[begin DATA FOR THIS EXERCISE]
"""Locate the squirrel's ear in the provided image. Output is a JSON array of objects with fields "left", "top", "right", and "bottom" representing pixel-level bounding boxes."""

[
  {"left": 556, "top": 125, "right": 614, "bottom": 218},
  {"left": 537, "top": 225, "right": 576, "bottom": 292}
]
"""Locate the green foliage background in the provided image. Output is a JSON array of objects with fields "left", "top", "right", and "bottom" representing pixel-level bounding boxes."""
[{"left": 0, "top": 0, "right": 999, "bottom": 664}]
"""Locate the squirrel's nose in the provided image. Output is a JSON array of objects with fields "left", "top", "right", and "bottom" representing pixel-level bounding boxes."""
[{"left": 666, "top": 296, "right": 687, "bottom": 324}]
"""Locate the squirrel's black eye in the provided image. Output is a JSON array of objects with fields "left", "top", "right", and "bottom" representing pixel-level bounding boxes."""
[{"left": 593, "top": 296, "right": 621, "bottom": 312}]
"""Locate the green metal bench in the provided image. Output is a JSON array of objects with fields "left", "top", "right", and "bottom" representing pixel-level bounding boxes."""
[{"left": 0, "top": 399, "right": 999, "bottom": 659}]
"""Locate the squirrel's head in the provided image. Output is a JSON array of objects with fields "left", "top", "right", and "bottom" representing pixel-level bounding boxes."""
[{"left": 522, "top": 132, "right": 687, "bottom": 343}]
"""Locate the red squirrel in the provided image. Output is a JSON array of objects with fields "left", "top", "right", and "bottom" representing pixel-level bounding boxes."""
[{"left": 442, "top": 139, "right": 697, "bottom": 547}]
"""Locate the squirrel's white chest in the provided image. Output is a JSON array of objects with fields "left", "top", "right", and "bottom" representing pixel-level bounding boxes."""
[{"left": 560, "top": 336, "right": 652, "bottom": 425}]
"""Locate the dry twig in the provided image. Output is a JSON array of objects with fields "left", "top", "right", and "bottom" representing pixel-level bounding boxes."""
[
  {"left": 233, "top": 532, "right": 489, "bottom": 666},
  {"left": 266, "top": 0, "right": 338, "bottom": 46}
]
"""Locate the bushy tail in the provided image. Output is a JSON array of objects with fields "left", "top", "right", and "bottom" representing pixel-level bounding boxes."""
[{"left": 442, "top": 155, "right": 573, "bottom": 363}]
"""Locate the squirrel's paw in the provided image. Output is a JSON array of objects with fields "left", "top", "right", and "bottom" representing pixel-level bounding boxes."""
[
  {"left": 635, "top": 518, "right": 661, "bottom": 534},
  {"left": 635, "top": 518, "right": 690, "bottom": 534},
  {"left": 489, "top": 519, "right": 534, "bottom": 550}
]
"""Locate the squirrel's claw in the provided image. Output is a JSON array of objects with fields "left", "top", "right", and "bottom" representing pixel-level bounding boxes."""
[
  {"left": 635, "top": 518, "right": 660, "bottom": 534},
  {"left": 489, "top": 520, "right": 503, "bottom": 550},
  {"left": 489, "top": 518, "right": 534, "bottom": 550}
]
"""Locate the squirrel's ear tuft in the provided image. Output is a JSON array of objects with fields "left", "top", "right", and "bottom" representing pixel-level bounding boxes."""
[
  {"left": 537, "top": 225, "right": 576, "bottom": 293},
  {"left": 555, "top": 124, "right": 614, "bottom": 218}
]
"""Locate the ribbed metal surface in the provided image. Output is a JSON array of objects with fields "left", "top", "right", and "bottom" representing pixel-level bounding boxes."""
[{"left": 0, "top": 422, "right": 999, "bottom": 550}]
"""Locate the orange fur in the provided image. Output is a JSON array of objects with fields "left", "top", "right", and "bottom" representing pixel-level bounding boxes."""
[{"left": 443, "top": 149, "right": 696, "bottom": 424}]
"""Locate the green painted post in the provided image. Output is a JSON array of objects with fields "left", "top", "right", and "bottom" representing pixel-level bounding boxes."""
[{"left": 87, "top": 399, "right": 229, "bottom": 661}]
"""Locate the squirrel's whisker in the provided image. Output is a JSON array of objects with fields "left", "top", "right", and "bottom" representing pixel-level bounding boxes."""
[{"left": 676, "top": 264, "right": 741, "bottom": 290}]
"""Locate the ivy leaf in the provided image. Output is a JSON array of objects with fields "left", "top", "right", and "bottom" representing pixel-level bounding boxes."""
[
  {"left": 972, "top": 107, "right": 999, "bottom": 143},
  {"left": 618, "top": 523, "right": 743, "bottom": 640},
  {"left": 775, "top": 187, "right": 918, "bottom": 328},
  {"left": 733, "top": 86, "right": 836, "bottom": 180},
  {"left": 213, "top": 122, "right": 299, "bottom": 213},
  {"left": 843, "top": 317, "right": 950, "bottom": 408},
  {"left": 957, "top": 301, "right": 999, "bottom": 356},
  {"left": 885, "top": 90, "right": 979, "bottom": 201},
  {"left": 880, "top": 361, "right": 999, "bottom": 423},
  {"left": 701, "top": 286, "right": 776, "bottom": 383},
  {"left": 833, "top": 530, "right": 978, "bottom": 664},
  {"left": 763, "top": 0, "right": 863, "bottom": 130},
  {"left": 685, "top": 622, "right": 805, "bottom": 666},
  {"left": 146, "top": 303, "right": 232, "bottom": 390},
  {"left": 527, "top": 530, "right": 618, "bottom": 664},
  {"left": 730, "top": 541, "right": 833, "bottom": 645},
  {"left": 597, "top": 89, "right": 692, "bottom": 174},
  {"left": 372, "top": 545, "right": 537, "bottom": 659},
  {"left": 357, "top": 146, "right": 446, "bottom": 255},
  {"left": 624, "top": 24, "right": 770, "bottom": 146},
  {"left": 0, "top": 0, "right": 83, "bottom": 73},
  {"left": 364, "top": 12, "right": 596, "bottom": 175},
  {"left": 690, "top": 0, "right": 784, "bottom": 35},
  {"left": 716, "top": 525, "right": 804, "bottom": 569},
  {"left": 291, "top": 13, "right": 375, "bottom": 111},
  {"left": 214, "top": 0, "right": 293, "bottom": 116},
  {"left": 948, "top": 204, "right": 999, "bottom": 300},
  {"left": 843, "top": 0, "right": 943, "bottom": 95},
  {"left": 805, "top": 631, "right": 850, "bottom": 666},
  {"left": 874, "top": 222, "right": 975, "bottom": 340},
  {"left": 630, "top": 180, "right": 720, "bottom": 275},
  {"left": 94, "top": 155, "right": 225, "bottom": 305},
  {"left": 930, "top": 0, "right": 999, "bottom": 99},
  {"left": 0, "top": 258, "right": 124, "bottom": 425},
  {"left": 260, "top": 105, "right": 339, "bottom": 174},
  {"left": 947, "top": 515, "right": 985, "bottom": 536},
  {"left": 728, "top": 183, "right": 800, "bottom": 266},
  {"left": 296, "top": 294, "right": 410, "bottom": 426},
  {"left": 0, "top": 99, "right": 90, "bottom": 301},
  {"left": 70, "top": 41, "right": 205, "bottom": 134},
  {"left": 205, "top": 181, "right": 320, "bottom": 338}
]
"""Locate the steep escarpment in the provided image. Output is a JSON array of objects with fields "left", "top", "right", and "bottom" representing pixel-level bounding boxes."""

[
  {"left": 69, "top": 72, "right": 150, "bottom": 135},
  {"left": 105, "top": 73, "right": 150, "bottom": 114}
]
[end DATA FOR THIS EXERCISE]
PROBLEM STATEMENT. Tally the lines in the data records that contain the word "tail". Give only the number.

SOLUTION FOR THIS EXERCISE. 1